## Begin Listing
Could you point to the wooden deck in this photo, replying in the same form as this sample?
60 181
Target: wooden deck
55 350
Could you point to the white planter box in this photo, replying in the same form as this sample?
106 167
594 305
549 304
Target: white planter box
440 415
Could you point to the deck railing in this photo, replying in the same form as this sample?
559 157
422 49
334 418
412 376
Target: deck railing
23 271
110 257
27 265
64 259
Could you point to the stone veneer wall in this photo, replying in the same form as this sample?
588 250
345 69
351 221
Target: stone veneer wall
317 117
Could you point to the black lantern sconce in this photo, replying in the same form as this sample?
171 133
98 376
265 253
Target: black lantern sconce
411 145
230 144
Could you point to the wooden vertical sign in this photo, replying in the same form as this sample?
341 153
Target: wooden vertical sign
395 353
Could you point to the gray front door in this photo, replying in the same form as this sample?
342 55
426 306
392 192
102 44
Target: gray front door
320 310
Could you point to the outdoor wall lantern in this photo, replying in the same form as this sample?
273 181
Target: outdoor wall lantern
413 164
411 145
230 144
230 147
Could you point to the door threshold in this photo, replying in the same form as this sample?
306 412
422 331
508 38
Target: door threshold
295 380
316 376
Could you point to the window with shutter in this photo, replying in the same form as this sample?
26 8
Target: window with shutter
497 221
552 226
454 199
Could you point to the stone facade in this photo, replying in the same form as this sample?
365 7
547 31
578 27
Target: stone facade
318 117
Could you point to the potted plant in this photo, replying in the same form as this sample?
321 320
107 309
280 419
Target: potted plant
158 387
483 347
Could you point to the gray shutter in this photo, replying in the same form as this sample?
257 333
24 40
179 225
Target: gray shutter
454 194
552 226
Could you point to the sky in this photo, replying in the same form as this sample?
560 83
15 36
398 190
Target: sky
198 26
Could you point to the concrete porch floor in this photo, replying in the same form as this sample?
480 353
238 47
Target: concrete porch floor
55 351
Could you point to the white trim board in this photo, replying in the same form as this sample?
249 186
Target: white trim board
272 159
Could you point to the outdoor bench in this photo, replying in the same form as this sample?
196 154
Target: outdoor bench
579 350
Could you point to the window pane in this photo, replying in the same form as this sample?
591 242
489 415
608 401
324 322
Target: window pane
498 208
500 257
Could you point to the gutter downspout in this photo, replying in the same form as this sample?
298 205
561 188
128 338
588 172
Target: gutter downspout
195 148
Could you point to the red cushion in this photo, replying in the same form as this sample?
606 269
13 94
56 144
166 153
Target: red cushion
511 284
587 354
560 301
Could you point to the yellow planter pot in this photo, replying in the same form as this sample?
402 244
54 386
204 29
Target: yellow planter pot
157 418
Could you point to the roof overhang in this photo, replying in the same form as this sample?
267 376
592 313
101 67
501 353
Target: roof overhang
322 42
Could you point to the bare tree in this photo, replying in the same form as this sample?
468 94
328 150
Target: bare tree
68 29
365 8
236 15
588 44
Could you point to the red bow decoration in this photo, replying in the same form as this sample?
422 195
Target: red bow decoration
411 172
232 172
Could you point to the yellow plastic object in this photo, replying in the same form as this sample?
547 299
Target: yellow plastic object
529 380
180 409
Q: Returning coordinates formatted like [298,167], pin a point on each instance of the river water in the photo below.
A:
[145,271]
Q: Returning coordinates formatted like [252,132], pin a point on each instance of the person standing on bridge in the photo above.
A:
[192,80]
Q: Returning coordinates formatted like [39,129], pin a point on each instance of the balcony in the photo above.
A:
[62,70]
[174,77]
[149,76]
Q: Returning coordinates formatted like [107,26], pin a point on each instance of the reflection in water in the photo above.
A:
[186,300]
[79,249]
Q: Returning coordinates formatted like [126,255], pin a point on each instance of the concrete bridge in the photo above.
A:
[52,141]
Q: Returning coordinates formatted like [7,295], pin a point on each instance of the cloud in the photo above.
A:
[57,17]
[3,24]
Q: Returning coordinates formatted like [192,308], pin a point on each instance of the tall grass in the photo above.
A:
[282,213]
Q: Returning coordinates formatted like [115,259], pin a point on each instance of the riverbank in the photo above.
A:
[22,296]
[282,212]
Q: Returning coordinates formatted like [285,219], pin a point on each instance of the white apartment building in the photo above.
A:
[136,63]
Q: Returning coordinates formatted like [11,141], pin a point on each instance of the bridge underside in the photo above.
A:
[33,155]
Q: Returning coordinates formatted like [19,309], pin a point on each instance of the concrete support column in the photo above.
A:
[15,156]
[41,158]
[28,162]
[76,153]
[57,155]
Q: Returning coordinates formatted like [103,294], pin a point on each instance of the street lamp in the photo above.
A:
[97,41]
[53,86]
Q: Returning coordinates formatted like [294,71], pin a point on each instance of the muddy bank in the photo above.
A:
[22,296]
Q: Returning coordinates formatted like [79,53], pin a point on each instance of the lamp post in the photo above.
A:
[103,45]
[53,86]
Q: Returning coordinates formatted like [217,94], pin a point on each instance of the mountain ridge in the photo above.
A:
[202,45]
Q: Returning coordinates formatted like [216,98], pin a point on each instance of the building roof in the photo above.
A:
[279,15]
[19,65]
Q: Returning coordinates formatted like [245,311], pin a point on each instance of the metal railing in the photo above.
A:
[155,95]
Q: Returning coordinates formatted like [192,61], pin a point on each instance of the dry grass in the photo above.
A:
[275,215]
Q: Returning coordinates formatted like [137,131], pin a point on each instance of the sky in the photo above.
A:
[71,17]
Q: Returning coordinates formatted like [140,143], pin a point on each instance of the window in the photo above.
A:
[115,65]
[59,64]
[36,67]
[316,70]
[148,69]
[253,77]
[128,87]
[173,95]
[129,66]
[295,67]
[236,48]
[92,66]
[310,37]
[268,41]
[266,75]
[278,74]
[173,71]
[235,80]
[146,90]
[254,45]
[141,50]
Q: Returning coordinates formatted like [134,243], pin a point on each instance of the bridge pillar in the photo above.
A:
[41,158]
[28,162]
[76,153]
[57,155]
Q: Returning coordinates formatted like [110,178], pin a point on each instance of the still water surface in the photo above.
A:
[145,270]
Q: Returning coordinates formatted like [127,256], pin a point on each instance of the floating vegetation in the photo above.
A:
## End Listing
● Set problem
Write out every one of the lines above without changing anything, keeping them in their original order.

● Result of this task
Could you point to the wooden deck in this photo, replying in the same form as this sample?
60 181
Target: wooden deck
55 350
Could you point to the white planter box in this photo, replying in the same form as this sample?
106 167
594 305
549 304
Target: white planter box
440 415
Could you point to the deck railing in this photo, replying in the same form as this sample?
559 157
422 49
334 418
412 376
Target: deck railing
23 271
110 257
27 265
64 259
Could you point to the stone veneer wall in this photo, replying in the same form as this sample?
588 250
345 69
351 221
Target: stone veneer wall
317 117
Could you point to the black lantern sconce in this photo, replying in the same form as this sample?
171 133
98 376
265 253
Target: black lantern sconce
411 145
230 144
Could you point to the wooden vertical sign in this photo, replying in the same form as this sample?
341 153
Target: wooden vertical sign
395 353
Could you point to the gray front door in this photo, replying in the same form as this sample?
342 55
426 306
392 192
102 44
Target: gray front door
320 310
Could you point to the outdoor wall lantern in this photo, replying in the same form as this sample?
273 181
Target: outdoor wall lantern
413 164
411 145
230 144
230 147
Could you point to the door threshold in this photo, replying in the same form as this sample?
306 412
422 331
508 38
Target: door threshold
295 380
316 376
Could you point to the window with shutter in this photo, replying in the same form as this sample?
26 8
Target: window with shutter
497 221
552 226
454 199
Could you point to the stone facade in this photo, replying in the same form as this sample?
365 7
547 31
578 27
Target: stone facade
318 117
Could you point to the potted plant in this photo, replying in the same form as this sample?
321 320
107 309
280 419
Target: potted plant
158 387
483 347
Could you point to the gray shutter in this photo, replying in the same form as this sample?
257 333
24 40
179 225
Target: gray shutter
454 194
552 226
Could you point to the sky in this photo, replying in the same form as this sample?
560 83
15 36
398 190
Target: sky
198 26
Could you point to the concrete porch floor in this photo, replying in the same form as this sample?
480 353
238 47
Target: concrete porch floor
55 351
Could you point to the white trim board in this photo, replying in the same form as this sample?
249 186
Target: white trim board
272 159
Could you point to the outdoor bench in this photo, replying in the same form as this sample?
196 154
Target: outdoor bench
579 350
Could you point to the window pane in this photo, replying in the same form as this sample?
591 242
489 415
608 401
324 322
Target: window pane
498 208
500 257
Could you point to the gutter downspout in this photo, replying in the same form as this sample?
298 205
561 188
128 338
588 172
Target: gutter downspout
195 148
Could you point to the red cushion in this photo, replying in the same form as this sample?
606 269
13 94
56 144
166 153
Target: red cushion
511 284
587 354
560 301
Could you point to the yellow planter pot in this photo, replying in the same form as this sample?
402 244
54 386
204 29
Target: yellow planter pot
157 418
Could you point to the roof overhang in this photo, replying in the same form as this sample?
267 376
592 313
101 67
501 353
Target: roof overhang
322 42
Could you point to the bare tree in this photo, replying in the same form as this sample?
468 94
328 150
Target: bare tree
68 29
365 8
236 15
588 44
Could you point to the red bow decoration in this photo, replying in the same form as this sample?
422 195
Target: red bow decoration
411 172
232 172
Could you point to the yellow plastic object in this photo, replying in the same form as this sample?
547 299
Target: yellow plastic object
529 380
180 409
Q: Returning coordinates formatted like [298,167], pin a point on each instance of the river water in the photo below.
A:
[145,271]
Q: Returning coordinates formatted like [252,132], pin a point on each instance of the person standing on bridge in the photo above.
A:
[192,80]
Q: Returning coordinates formatted like [39,129], pin a point on each instance of the balcony in the photo above.
A:
[62,70]
[174,77]
[149,76]
Q: Returning coordinates formatted like [107,26], pin a point on each instance of the reflection in water in the photo above.
A:
[186,300]
[79,249]
Q: Returning coordinates formatted like [126,255], pin a point on each instance of the concrete bridge in the photo above.
A:
[52,141]
Q: Returning coordinates formatted like [7,295], pin a point on each instance of the cloud in the photo above.
A:
[57,17]
[3,24]
Q: Returning coordinates formatted like [192,308], pin a point on each instance of the tall grass in the photo above.
A:
[282,213]
Q: Returning coordinates formatted like [115,259], pin a point on each instance of the riverbank in the photo above.
A:
[22,296]
[282,212]
Q: Returning coordinates formatted like [285,219], pin a point on each instance of the white apartment building in the photo above.
A:
[136,63]
Q: Returning coordinates formatted like [11,141], pin a point on each instance of the bridge underside in the photo above.
A:
[33,155]
Q: Returning coordinates formatted like [19,309], pin a point on each instance of the concrete support column in the photo above.
A:
[15,156]
[41,158]
[28,162]
[76,153]
[57,155]
Q: Returning coordinates formatted like [103,294], pin a point on each instance of the street lamp in the photo above.
A:
[97,41]
[53,86]
Q: Returning coordinates formatted like [294,71], pin a point on each instance of the muddy bank in the photo above.
A:
[22,296]
Q: Returning coordinates formatted like [79,53], pin a point on each instance of the lamp post in the photo above.
A:
[103,45]
[53,86]
Q: Returning coordinates formatted like [217,94], pin a point on each instance of the mountain ridge in the photo above.
A:
[202,45]
Q: Returning coordinates formatted like [216,98], pin a point on each instance of the building roof in the photo above.
A:
[279,15]
[19,65]
Q: Returning coordinates formatted like [245,311], pin a point on each instance of the metal railing in the photo above.
A:
[155,95]
Q: Returning coordinates formatted like [192,61], pin a point on each instance of the dry grass in the photo above.
A:
[275,215]
Q: Returning coordinates formatted like [137,131], pin a point on each instance of the sky in the photo above.
A:
[71,17]
Q: Returning coordinates formatted like [140,143], pin a point on each instance of the window in the photo above.
A:
[115,65]
[59,64]
[36,67]
[316,70]
[148,69]
[253,77]
[128,87]
[173,95]
[129,66]
[295,67]
[236,48]
[92,66]
[310,37]
[268,41]
[266,75]
[278,74]
[173,71]
[235,80]
[146,90]
[254,45]
[141,50]
Q: Returning coordinates formatted like [134,243], pin a point on each instance of the bridge pillar in the photo above.
A:
[41,158]
[28,162]
[76,153]
[57,155]
Q: Returning coordinates formatted like [110,178], pin a point on each instance of the still water surface in the photo above.
A:
[145,270]
Q: Returning coordinates formatted like [127,256], pin a point on each instance of the floating vegetation in the photo above.
A:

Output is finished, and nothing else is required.